Excerpted passage:
---
UNITED STATES
SECURITIES AND EXCHANGE COMMISSION
Washington, D.C. 20549
FORM 8-K
CURRENT REPORT
Pursuant to Section 13 or 15(d) of the
Securities Exchange Act of 1934
Date of Report (Date of earliest event reported): February 2, 2012
SUNOCO, INC.
(Exact name of registrant as specified in its charter)
Pennsylvania | 1-6841 | 23-1743282 | ||
(State or other jurisdiction | (Commission | (IRS employer | ||
of incorporation) | file number) | identification no.) | ||
1818 Market Street, Suite 1500, Philadelphia, PA |
19103 | |||
(Address of principal executive offices) | (Zip Code) |
215-977-3000
Registrants telephone number, including area code
NOT APPLICABLE
(Former name or former address, if changed since last report.)
Check the appropriate box below if the Form 8-K filing is intended to simultaneously satisfy the filing obligation of the registrant under any of the following provisions:
¨ | Written communications pursuant to Rule 425 under the Securities Act (17 CFR 230.425) |
¨ | Soliciting material pursuant to Rule 14a-12 under the Exchange Act (17 CFR 240.14a-12) |
¨ | Pre-commencement communications pursuant to Rule 14d-2(b) under the Exchange Act (17 CFR 240.14d-2(b)) |
¨ | Pre-commencement communications pursuant to Rule 13e-4(c) under the Exchange Act (17 CFR 240.13e-4(c)) |
Item 2.02. Results of Operations and Financial Condition.
The press release announcing the preliminary pretax financial results for the Companys 2011 fourth quarter is attached as Exhibit 99.1 and is incorporated herein by reference. These results are preliminary and shown on a pretax basis due to income tax amounts that have yet to be finalized. The Company expects to report after-tax financial results, including accompanying financial information, during the week of February 6, 2012. The Company does not expect material changes to pretax results as reported.
---
Dataset records:
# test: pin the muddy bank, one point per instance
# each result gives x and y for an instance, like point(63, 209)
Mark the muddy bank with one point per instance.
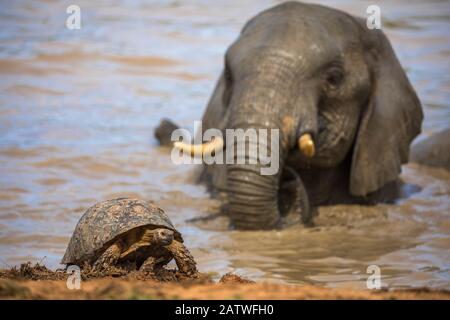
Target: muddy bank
point(38, 282)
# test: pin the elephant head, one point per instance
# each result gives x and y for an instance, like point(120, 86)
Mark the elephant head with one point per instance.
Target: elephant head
point(334, 88)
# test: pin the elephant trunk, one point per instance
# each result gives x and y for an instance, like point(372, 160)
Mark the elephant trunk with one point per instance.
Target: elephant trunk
point(253, 197)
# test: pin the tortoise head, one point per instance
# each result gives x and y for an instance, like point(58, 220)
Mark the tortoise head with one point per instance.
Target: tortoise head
point(162, 236)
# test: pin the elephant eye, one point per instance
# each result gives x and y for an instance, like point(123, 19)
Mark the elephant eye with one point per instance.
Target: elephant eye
point(334, 78)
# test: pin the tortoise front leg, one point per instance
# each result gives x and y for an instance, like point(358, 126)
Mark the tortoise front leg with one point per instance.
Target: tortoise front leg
point(185, 262)
point(108, 258)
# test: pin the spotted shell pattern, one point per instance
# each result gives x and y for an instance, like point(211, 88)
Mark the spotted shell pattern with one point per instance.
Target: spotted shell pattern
point(104, 222)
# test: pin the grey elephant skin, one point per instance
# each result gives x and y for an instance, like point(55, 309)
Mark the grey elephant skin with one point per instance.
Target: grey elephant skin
point(310, 69)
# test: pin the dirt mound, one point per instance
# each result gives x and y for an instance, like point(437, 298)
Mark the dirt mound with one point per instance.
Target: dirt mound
point(20, 283)
point(27, 271)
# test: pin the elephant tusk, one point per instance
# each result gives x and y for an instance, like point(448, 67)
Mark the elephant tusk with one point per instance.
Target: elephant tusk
point(216, 144)
point(306, 145)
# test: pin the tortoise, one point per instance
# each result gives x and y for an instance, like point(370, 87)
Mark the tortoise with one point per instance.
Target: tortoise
point(124, 230)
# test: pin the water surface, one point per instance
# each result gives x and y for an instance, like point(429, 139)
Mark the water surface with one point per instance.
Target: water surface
point(78, 109)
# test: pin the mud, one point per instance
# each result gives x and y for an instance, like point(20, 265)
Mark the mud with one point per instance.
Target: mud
point(38, 282)
point(78, 109)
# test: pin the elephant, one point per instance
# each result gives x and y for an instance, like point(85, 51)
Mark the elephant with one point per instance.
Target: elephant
point(344, 107)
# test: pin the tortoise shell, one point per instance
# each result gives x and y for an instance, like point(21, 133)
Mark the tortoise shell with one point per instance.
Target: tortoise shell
point(105, 222)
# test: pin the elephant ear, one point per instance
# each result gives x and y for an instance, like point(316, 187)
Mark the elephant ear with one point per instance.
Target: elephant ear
point(391, 120)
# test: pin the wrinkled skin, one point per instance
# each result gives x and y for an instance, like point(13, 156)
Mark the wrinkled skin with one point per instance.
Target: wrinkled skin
point(305, 68)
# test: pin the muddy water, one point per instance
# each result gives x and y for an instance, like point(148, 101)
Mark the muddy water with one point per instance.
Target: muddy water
point(77, 112)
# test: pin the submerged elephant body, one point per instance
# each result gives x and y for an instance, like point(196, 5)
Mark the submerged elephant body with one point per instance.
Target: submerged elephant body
point(315, 72)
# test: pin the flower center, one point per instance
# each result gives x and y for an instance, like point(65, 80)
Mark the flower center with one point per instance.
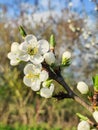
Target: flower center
point(32, 51)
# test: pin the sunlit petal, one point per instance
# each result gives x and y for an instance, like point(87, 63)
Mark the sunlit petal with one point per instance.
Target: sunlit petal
point(44, 75)
point(44, 46)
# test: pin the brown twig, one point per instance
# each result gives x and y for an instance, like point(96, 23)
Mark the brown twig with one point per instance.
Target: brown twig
point(71, 94)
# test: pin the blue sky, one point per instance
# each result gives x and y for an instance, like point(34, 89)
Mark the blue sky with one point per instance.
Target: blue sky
point(56, 5)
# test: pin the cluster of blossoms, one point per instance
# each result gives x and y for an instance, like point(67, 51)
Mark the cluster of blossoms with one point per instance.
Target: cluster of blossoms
point(35, 52)
point(38, 53)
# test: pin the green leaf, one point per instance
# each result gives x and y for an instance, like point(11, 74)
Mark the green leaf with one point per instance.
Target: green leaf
point(82, 117)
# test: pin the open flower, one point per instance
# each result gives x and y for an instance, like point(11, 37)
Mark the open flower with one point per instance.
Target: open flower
point(66, 58)
point(82, 87)
point(14, 54)
point(47, 91)
point(33, 50)
point(34, 75)
point(95, 115)
point(83, 125)
point(49, 58)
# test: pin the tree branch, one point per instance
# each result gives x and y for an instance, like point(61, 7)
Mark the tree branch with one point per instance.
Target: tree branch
point(71, 94)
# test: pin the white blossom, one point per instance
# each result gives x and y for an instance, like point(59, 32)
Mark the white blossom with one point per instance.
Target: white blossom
point(47, 91)
point(33, 49)
point(34, 75)
point(49, 58)
point(82, 87)
point(66, 55)
point(95, 115)
point(14, 54)
point(83, 125)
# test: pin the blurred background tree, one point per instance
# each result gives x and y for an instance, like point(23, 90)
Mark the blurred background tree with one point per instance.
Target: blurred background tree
point(75, 26)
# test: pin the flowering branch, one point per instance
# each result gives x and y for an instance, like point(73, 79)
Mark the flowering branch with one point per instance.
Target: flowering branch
point(42, 69)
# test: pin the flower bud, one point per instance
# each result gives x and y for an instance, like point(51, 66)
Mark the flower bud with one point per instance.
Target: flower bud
point(95, 115)
point(83, 125)
point(22, 31)
point(49, 58)
point(82, 87)
point(95, 82)
point(47, 91)
point(66, 58)
point(52, 41)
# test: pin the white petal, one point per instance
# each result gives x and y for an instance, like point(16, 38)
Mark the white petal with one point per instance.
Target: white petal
point(95, 115)
point(29, 38)
point(23, 46)
point(31, 68)
point(52, 88)
point(82, 87)
point(14, 62)
point(27, 81)
point(12, 55)
point(44, 75)
point(14, 46)
point(83, 125)
point(45, 92)
point(44, 46)
point(49, 58)
point(66, 55)
point(36, 85)
point(28, 68)
point(24, 57)
point(36, 59)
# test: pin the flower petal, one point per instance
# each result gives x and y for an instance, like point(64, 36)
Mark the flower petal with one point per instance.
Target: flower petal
point(23, 46)
point(44, 75)
point(45, 92)
point(36, 85)
point(36, 59)
point(14, 62)
point(44, 46)
point(49, 58)
point(27, 81)
point(30, 39)
point(14, 47)
point(24, 57)
point(28, 69)
point(12, 55)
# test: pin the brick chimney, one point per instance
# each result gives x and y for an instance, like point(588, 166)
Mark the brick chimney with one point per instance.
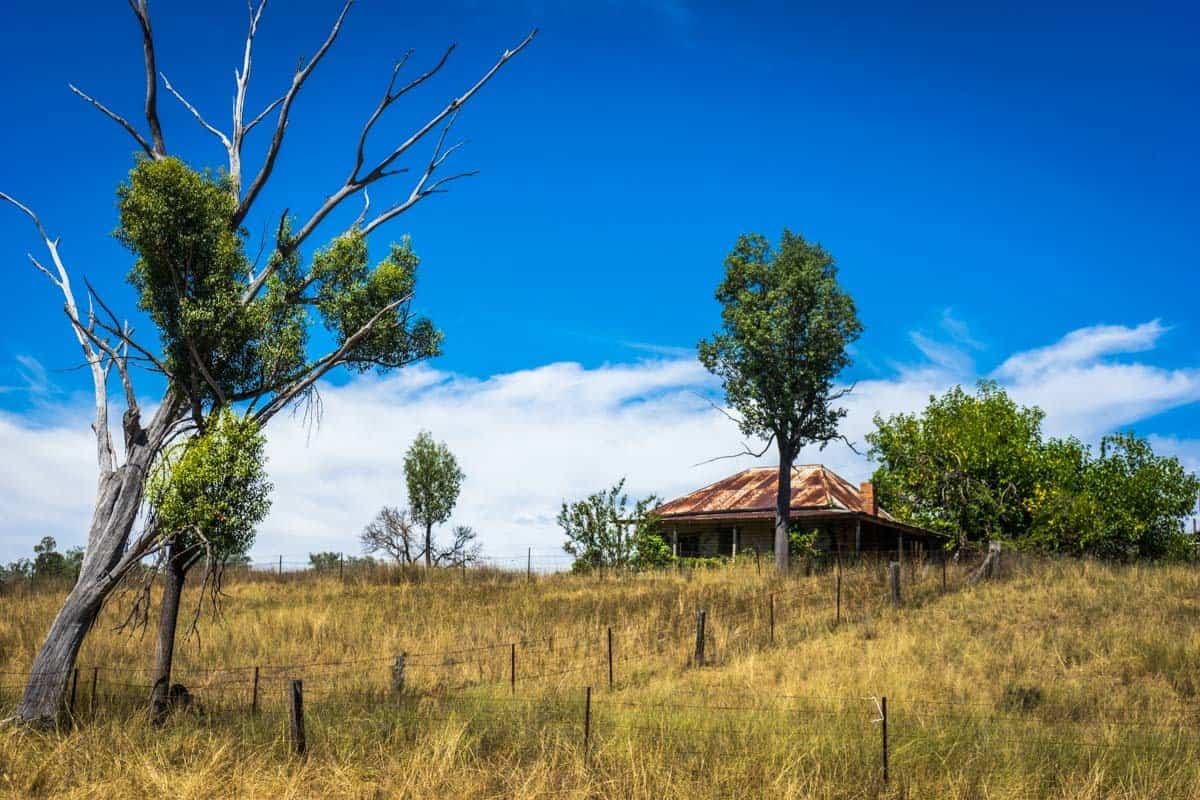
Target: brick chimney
point(870, 505)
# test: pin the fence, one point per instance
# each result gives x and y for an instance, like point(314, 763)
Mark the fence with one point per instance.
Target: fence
point(574, 686)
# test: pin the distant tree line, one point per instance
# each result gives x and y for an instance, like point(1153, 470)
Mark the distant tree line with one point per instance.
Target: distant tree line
point(978, 467)
point(47, 563)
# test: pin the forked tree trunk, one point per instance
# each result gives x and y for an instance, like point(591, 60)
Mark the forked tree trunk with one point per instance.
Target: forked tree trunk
point(106, 561)
point(784, 505)
point(178, 565)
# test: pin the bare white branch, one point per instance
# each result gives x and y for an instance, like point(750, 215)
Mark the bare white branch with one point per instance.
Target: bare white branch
point(199, 118)
point(106, 453)
point(273, 151)
point(354, 184)
point(323, 365)
point(142, 10)
point(117, 118)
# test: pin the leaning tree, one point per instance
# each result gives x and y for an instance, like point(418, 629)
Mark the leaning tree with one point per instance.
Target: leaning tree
point(232, 330)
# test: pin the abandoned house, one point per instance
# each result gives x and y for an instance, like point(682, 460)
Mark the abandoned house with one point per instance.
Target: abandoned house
point(737, 515)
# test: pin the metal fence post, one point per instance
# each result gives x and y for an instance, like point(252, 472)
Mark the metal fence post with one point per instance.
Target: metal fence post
point(299, 745)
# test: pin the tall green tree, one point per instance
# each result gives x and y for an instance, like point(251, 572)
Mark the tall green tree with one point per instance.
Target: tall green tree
point(433, 480)
point(232, 317)
point(606, 530)
point(786, 325)
point(965, 465)
point(207, 495)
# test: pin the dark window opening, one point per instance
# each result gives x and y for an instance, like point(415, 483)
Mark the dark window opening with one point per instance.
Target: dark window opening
point(724, 541)
point(689, 545)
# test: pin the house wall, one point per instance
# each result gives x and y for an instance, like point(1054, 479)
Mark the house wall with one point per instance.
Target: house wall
point(709, 539)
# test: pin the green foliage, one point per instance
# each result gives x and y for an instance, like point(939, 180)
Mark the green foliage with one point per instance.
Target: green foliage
point(802, 543)
point(1127, 503)
point(349, 294)
point(325, 560)
point(786, 324)
point(47, 563)
point(965, 465)
point(211, 489)
point(433, 480)
point(192, 271)
point(603, 530)
point(190, 274)
point(978, 467)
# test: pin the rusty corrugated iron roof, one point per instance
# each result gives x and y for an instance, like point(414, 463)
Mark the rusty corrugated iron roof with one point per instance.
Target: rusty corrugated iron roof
point(753, 491)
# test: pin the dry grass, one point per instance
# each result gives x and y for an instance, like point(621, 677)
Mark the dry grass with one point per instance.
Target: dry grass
point(1065, 680)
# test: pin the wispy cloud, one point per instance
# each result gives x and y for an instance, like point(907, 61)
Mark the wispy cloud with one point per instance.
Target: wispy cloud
point(531, 438)
point(1081, 348)
point(33, 377)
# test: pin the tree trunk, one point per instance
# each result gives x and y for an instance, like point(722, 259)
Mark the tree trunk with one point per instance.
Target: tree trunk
point(168, 618)
point(783, 505)
point(106, 561)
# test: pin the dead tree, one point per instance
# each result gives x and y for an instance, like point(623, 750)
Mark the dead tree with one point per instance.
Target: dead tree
point(108, 346)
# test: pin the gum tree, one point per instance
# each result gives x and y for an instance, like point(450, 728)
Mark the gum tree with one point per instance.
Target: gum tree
point(786, 324)
point(205, 497)
point(232, 330)
point(433, 480)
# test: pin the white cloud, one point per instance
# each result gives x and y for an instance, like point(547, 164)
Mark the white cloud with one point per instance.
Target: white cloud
point(531, 438)
point(1081, 347)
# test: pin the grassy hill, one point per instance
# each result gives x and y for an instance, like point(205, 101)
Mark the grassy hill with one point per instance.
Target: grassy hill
point(1061, 680)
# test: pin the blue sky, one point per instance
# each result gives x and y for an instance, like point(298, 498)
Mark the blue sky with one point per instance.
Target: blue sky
point(989, 181)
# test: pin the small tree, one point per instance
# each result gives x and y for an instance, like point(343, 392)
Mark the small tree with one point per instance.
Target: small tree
point(324, 560)
point(207, 495)
point(433, 483)
point(603, 530)
point(786, 324)
point(393, 531)
point(463, 547)
point(965, 465)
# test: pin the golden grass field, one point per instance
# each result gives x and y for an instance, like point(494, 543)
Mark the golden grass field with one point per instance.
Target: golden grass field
point(1063, 679)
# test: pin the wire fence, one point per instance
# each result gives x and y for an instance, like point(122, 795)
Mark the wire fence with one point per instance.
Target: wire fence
point(574, 686)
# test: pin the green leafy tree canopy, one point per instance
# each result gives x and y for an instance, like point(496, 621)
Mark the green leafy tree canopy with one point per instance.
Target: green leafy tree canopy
point(605, 530)
point(433, 480)
point(786, 326)
point(210, 492)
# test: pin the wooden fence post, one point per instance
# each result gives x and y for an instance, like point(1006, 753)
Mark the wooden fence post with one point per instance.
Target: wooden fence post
point(397, 674)
point(299, 746)
point(771, 599)
point(587, 723)
point(838, 617)
point(75, 685)
point(610, 659)
point(883, 715)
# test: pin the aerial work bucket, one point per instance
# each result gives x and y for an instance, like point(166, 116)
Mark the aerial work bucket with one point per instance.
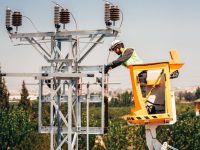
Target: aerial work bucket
point(153, 99)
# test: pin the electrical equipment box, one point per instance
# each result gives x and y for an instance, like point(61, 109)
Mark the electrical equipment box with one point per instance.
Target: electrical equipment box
point(153, 101)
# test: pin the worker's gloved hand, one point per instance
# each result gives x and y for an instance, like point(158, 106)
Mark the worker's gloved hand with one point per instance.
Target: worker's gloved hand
point(107, 68)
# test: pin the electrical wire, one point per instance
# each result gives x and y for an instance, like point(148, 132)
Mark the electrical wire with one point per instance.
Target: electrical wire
point(34, 26)
point(122, 16)
point(76, 24)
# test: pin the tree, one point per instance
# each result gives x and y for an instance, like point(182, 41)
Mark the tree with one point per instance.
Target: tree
point(15, 125)
point(4, 94)
point(197, 93)
point(24, 101)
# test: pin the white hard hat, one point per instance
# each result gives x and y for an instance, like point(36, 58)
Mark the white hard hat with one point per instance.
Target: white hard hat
point(115, 43)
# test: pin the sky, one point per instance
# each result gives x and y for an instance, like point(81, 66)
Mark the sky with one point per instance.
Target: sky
point(151, 27)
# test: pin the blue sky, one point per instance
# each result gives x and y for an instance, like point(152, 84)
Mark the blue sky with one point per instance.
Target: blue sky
point(151, 27)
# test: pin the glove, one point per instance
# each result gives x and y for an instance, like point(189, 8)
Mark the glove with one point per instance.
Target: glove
point(107, 68)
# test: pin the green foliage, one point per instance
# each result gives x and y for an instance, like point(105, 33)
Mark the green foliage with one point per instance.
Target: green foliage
point(185, 134)
point(189, 96)
point(24, 101)
point(4, 95)
point(15, 125)
point(35, 141)
point(197, 93)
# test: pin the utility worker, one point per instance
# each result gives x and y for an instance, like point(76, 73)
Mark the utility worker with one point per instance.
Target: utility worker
point(127, 56)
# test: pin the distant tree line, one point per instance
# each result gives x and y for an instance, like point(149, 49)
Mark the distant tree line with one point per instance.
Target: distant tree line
point(188, 96)
point(15, 124)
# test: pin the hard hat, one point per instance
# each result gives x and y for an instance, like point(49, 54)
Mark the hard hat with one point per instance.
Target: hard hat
point(115, 43)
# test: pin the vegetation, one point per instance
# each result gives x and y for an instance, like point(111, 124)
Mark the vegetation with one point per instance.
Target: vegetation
point(4, 95)
point(18, 127)
point(188, 96)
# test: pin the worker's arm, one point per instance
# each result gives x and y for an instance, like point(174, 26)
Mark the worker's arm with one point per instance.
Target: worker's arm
point(122, 59)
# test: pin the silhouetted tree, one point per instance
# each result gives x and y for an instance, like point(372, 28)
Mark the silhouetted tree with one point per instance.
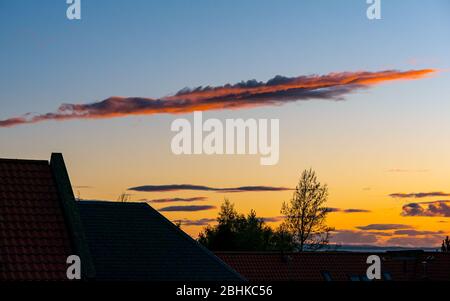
---
Please answer these questions from the Sunoco Form 8-K, one per line:
1. What date does it give as the Date of Report?
2. In which state is the registrant incorporated?
3. During which week does the company expect to report its after-tax financial results?

Exercise solution:
1. February 2, 2012
2. Pennsylvania
3. The week of February 6, 2012